▶ [What to work on]: Condense the paragraph of the podcast interview summary that begins "The interview wraps up" into a short bulleted list that keeps its main facts.

There’s a great new podcast interview with Stanford clinical geneticist and oncologist Hanlee Ji about targeting extremely large stretches of DNA by combining CRISPR methods, automated DNA purification with the SageHLS instrument, and 10x Genomics technology. The approach works with minute amounts of DNA, far less than is needed for long-read sequencing platforms, but can still resolve large and complex structural variations. (For readers who want a deeper dive, his lab also posted slides from an AGBT presentation of this work.)
As Ji described it, the method targets sub-megabase regions — as long as about 500 Kb — and his team has validated it with the BRCA1 gene, the MHC locus, and other examples. By getting large, intact DNA molecules, scientists can delineate structural variants, rearrangements, and more. The long-range information generated “would have been impossible” using short-read sequencing technology that requires fragmenting these large molecules, Ji noted. The protocol also makes it feasible to enrich for tumor DNA or other types of DNA that might get drowned out by normal DNA. “Our approach represents a solution to be able to pull that out, tease that information out, even when you have these complex mixtures and your event of interest is underrepresented compared to the normal genome,” he said.
Such information is clinically useful for everything from cancer to schizophrenia. As Ji pointed out, this method is a strong alternative to the FISH technology typically used for pediatric congenital disorders, finding somatic rearrangements in cancer, and more. His team’s work offers higher resolution and potentially lower cost to generate clinically relevant results.
The interview wraps up with a segment about precision medicine and its most promising applications in the oncology realm. Ji said he is particularly excited about personalized cancer vaccines and immunotherapy, and he stressed the importance of enrolling more patients in clinical trials. He also urged cancer centers to bank more samples than they do now, noting that samples considered unsuitable for use now could one day become important sources for population studies as technology continues to improve.

(Stored data entries)
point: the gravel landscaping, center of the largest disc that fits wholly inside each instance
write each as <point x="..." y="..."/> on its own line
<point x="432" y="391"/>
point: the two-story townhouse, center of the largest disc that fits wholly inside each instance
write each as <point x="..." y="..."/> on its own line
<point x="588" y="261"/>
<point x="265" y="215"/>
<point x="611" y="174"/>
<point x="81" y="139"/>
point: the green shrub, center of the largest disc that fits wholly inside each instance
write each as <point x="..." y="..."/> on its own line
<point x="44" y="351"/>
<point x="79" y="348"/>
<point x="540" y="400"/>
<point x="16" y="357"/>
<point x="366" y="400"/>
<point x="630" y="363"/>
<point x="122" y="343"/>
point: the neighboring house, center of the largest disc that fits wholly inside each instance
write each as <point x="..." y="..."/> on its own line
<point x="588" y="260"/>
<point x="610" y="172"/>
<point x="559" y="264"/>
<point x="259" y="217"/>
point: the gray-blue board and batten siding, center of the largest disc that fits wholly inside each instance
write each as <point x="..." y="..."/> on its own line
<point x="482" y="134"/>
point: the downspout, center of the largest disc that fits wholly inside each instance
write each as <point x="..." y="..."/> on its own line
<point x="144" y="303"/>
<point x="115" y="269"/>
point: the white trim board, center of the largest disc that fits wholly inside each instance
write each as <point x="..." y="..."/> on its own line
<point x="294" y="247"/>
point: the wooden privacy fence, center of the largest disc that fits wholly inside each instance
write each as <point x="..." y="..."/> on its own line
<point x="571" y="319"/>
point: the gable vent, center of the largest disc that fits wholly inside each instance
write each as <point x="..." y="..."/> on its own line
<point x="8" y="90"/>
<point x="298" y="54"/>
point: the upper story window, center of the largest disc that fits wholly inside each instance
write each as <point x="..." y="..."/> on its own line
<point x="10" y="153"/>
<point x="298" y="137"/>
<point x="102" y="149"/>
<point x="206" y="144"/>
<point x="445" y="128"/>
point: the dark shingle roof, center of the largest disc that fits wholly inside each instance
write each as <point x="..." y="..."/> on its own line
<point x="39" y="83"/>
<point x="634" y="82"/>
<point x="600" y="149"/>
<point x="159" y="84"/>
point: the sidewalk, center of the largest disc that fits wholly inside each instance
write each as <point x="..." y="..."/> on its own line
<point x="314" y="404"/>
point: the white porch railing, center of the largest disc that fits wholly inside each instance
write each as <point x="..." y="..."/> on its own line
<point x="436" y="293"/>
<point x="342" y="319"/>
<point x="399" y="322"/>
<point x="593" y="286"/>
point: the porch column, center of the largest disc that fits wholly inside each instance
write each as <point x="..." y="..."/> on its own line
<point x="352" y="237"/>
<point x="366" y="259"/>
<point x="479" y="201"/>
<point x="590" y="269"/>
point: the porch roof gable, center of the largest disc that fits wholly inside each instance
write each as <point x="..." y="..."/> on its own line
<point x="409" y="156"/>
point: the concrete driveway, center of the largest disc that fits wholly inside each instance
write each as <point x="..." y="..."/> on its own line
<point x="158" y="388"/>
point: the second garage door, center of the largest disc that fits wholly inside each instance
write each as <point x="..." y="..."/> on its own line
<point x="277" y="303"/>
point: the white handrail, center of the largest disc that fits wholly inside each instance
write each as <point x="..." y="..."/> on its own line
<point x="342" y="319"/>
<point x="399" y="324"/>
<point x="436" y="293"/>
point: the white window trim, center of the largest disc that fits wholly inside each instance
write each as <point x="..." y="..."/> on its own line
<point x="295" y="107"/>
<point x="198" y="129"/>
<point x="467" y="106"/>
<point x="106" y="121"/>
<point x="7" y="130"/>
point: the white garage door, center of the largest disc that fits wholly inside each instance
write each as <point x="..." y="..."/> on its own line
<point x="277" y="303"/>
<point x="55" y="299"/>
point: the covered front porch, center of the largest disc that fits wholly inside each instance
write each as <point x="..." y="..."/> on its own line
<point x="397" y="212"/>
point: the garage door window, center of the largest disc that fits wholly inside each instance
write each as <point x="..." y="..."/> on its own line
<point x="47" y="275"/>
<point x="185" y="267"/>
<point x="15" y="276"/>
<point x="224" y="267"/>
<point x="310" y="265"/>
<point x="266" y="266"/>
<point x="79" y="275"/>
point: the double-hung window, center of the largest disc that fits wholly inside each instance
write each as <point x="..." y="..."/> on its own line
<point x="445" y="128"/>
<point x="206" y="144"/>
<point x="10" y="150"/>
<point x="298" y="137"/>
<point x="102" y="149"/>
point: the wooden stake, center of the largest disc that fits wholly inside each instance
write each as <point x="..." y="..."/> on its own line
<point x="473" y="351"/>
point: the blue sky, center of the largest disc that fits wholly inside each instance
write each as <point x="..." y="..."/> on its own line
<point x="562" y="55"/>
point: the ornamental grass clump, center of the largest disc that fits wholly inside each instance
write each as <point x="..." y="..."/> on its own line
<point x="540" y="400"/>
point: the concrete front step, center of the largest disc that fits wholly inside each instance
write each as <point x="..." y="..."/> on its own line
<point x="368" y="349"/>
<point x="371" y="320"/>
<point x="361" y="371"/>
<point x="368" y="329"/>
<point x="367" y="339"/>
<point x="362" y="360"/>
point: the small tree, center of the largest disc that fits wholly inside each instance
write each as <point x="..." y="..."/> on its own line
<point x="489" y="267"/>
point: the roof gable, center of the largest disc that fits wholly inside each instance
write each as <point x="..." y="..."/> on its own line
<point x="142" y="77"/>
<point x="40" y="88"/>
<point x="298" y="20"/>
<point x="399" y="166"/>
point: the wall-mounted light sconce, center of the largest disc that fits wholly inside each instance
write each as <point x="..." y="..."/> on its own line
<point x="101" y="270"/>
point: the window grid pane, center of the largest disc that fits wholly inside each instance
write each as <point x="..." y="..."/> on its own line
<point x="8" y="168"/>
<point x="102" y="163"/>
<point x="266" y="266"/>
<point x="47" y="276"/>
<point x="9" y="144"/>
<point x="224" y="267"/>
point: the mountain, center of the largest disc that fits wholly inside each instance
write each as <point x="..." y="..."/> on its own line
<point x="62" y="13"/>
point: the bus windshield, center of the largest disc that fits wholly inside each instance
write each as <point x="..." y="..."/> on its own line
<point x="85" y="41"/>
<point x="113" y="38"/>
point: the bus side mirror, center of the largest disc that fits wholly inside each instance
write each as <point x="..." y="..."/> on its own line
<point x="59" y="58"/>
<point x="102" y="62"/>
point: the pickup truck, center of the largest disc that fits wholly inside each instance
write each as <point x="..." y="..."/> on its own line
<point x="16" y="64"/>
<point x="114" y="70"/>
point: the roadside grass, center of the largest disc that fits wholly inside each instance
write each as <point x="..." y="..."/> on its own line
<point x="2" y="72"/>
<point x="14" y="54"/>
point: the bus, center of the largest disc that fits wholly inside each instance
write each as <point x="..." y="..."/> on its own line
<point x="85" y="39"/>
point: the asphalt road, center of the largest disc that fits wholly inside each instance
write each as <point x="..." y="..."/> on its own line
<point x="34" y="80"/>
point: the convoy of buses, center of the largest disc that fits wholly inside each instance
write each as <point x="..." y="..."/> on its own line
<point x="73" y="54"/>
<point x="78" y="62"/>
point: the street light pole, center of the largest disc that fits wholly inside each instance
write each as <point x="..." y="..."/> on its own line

▶ [Exercise output]:
- The interview ends with a segment on precision medicine and its most promising uses in oncology.
- Ji is particularly excited about personalized cancer vaccines and immunotherapy.
- He stressed the importance of enrolling more patients in clinical trials.
- He urged cancer centers to bank more samples than they do now, because samples considered unsuitable today could become important sources for population studies as technology improves.